◆ REQUIREMENTS
Reproduce every one of the records below word for word, changing nothing.

Contour labeling records:
+ + + + + + +

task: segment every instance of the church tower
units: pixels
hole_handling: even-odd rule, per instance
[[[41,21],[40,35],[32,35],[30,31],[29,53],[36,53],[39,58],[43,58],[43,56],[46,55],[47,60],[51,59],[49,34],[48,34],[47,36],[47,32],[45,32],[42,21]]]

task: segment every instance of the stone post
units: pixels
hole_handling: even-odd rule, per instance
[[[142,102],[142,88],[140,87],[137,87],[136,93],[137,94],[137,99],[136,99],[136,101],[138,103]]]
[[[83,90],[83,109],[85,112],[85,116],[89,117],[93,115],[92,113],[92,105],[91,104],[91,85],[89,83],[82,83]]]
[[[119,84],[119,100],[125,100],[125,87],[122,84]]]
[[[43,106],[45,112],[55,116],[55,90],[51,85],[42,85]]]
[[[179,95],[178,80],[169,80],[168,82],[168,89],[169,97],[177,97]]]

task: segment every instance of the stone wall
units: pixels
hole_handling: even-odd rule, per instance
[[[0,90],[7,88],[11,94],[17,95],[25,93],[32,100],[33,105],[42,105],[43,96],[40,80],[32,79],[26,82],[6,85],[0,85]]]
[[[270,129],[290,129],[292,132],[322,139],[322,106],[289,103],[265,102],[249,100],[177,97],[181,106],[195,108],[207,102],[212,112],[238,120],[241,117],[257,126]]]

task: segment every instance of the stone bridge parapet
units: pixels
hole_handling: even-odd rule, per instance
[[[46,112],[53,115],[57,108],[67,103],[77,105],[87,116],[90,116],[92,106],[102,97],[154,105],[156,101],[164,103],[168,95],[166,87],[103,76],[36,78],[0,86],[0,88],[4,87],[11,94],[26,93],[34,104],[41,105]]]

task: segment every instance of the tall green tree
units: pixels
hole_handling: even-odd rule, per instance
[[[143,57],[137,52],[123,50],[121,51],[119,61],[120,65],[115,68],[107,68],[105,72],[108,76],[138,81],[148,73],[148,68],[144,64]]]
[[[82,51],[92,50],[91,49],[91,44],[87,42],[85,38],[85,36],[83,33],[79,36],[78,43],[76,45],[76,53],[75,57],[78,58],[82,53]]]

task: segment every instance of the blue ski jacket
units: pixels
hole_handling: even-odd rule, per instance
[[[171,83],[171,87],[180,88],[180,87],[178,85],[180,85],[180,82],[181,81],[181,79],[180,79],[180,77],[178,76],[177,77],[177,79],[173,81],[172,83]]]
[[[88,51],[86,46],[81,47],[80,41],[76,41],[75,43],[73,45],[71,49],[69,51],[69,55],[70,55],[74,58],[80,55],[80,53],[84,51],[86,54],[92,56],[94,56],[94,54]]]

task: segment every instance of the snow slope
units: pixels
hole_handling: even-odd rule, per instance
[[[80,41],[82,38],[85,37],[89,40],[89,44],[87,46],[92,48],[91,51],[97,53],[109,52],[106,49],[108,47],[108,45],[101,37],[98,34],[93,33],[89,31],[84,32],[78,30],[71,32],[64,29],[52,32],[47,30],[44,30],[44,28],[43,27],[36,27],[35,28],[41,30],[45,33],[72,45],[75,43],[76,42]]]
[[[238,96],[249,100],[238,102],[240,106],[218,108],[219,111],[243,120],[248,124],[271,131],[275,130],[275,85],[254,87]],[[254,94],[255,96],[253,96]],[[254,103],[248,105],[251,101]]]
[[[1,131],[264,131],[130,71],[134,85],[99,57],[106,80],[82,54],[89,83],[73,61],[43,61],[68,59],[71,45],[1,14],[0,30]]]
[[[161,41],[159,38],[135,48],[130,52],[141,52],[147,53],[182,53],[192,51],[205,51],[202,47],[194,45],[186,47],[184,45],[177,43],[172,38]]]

+ + + + + + +

◆ RESULT FOR THIS EXERCISE
task: segment every instance of the church tower
units: pixels
hole_handling: even-odd rule, per instance
[[[41,21],[40,35],[32,35],[30,31],[29,53],[36,53],[39,58],[43,58],[43,56],[46,55],[47,60],[51,59],[49,34],[48,34],[47,36],[47,32],[45,32],[42,21]]]

task: segment every instance of the stone post
units: pixels
hole_handling: even-odd rule, per instance
[[[142,102],[142,88],[140,87],[137,87],[136,93],[137,94],[137,99],[136,99],[136,101],[138,103]]]
[[[83,90],[83,109],[85,112],[85,116],[89,117],[93,115],[92,113],[92,105],[91,104],[91,85],[89,83],[82,83]]]
[[[119,84],[119,100],[125,100],[125,87],[122,84]]]
[[[43,106],[45,112],[55,116],[55,90],[51,85],[42,85]]]
[[[179,95],[178,80],[169,80],[168,82],[168,89],[169,97],[177,97]]]

task: segment every instance of the stone wall
units: pixels
hole_handling: even-odd rule, per instance
[[[0,90],[7,88],[11,94],[17,95],[25,93],[32,100],[33,105],[42,105],[43,96],[40,80],[32,79],[26,82],[6,85],[0,85]]]
[[[270,129],[290,129],[292,132],[322,139],[322,106],[289,103],[265,102],[249,100],[177,97],[181,106],[195,108],[207,102],[212,112],[238,120],[241,117],[257,126]]]

task: segment every instance of the stone bridge parapet
units: pixels
hole_handling: even-odd rule, per instance
[[[46,112],[53,115],[57,108],[67,103],[77,105],[87,116],[90,116],[92,106],[102,97],[154,105],[156,101],[164,103],[168,95],[166,87],[103,76],[36,78],[0,86],[0,88],[4,87],[11,94],[26,93],[34,104],[41,105]]]

task: segment every instance of the tall green tree
units: pixels
hole_handling: even-odd rule, per instance
[[[143,57],[137,52],[123,50],[121,51],[119,61],[120,65],[115,68],[107,68],[105,72],[108,76],[138,81],[148,73],[148,68],[144,64]]]
[[[82,51],[92,50],[91,49],[91,44],[87,42],[85,38],[85,36],[83,33],[79,36],[78,43],[76,45],[76,53],[75,57],[78,58],[82,53]]]

task: segment every instance of the blue ski jacket
units: pixels
hole_handling: even-odd rule, per instance
[[[171,83],[171,87],[180,88],[180,87],[178,85],[180,85],[180,82],[181,81],[181,79],[180,79],[180,77],[178,76],[177,77],[177,79],[173,81],[172,83]]]
[[[88,51],[86,46],[81,47],[80,41],[76,41],[75,43],[73,45],[71,49],[69,51],[69,55],[70,55],[74,58],[80,55],[80,53],[84,51],[86,54],[92,56],[94,56],[94,54]]]

task: segment every instance of the snow slope
units: pixels
hole_handling: even-odd rule, per instance
[[[80,41],[82,38],[85,37],[89,40],[89,44],[87,46],[92,48],[91,51],[97,53],[109,52],[106,49],[108,47],[108,45],[101,37],[98,34],[93,33],[89,31],[84,32],[78,30],[71,32],[64,29],[52,32],[47,30],[44,30],[44,28],[43,27],[36,27],[35,28],[41,30],[45,33],[72,45],[75,43],[76,42]]]
[[[238,96],[249,100],[238,102],[240,106],[218,108],[219,111],[243,120],[248,124],[271,131],[275,130],[275,85],[254,87]],[[254,94],[255,96],[253,96]],[[254,103],[248,105],[251,101]]]
[[[1,131],[264,131],[130,71],[134,85],[99,57],[106,80],[82,54],[89,83],[73,61],[43,61],[68,59],[71,45],[1,14],[0,30]]]
[[[161,41],[159,38],[135,48],[130,52],[141,52],[147,53],[182,53],[192,51],[205,51],[202,47],[194,45],[186,47],[184,45],[177,43],[172,38]]]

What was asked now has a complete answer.